## Exercise requirements
Pull out every line in the entries below that contains the word "green".

## Material for the task
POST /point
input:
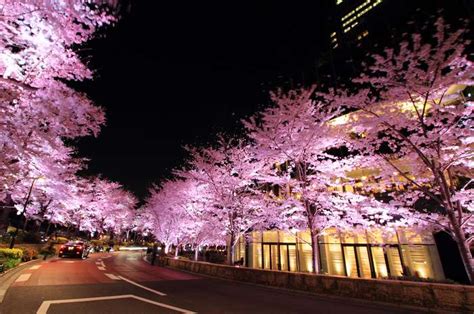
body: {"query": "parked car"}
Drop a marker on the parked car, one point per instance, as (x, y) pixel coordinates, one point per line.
(79, 249)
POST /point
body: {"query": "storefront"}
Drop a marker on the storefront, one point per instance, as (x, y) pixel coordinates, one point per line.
(367, 255)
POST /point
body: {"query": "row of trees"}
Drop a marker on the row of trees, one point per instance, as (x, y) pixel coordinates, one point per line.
(40, 114)
(402, 124)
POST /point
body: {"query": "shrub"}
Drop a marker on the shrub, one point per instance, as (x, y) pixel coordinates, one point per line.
(11, 263)
(97, 242)
(11, 253)
(61, 240)
(48, 250)
(31, 237)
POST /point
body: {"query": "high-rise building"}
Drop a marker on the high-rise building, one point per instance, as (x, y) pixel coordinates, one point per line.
(350, 18)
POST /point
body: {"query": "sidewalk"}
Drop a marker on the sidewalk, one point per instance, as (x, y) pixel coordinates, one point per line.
(8, 277)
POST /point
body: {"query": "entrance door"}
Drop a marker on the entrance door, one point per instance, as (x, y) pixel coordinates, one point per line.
(270, 256)
(279, 257)
(357, 261)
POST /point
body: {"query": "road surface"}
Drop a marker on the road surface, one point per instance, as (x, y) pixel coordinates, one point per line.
(123, 282)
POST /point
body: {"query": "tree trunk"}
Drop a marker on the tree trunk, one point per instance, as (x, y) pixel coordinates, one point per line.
(25, 224)
(196, 253)
(315, 251)
(230, 250)
(47, 228)
(465, 253)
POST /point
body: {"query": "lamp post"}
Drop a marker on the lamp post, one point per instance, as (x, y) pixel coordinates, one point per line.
(25, 204)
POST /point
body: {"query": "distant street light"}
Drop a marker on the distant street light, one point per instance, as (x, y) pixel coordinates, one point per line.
(25, 204)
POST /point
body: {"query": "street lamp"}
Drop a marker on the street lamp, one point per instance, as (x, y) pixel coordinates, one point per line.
(27, 199)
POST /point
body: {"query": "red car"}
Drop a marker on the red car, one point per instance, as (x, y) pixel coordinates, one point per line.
(74, 249)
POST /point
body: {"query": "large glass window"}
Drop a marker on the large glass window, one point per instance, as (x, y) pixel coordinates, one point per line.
(380, 266)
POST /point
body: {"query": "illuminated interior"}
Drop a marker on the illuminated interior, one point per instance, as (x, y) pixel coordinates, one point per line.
(369, 255)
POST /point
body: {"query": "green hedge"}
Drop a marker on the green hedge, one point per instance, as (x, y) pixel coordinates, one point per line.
(28, 254)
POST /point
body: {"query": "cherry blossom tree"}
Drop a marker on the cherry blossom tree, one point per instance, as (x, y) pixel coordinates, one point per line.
(164, 210)
(38, 110)
(297, 150)
(414, 124)
(200, 227)
(235, 201)
(37, 107)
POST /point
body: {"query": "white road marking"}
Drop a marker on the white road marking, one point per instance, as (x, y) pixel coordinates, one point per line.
(112, 276)
(23, 278)
(43, 309)
(143, 287)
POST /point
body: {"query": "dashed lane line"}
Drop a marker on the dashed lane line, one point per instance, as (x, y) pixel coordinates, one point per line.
(143, 287)
(23, 277)
(112, 276)
(43, 309)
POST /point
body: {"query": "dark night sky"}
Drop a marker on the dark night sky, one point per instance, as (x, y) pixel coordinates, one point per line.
(173, 75)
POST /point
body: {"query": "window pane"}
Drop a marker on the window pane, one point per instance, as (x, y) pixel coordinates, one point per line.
(266, 257)
(274, 256)
(364, 262)
(379, 262)
(351, 265)
(394, 262)
(292, 261)
(284, 257)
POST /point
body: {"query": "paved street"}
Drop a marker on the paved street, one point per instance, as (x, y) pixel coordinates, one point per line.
(124, 283)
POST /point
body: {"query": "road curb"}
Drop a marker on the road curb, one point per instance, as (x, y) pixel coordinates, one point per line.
(8, 277)
(346, 300)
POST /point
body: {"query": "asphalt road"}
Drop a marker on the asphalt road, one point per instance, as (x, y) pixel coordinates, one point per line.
(123, 283)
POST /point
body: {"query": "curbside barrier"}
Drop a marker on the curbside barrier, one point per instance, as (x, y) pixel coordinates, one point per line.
(459, 298)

## Exercise answer
body: {"query": "green hedge"}
Drop a marker on the green hedge, one point per instance, as (x, y) pixel coordinates, one point per line.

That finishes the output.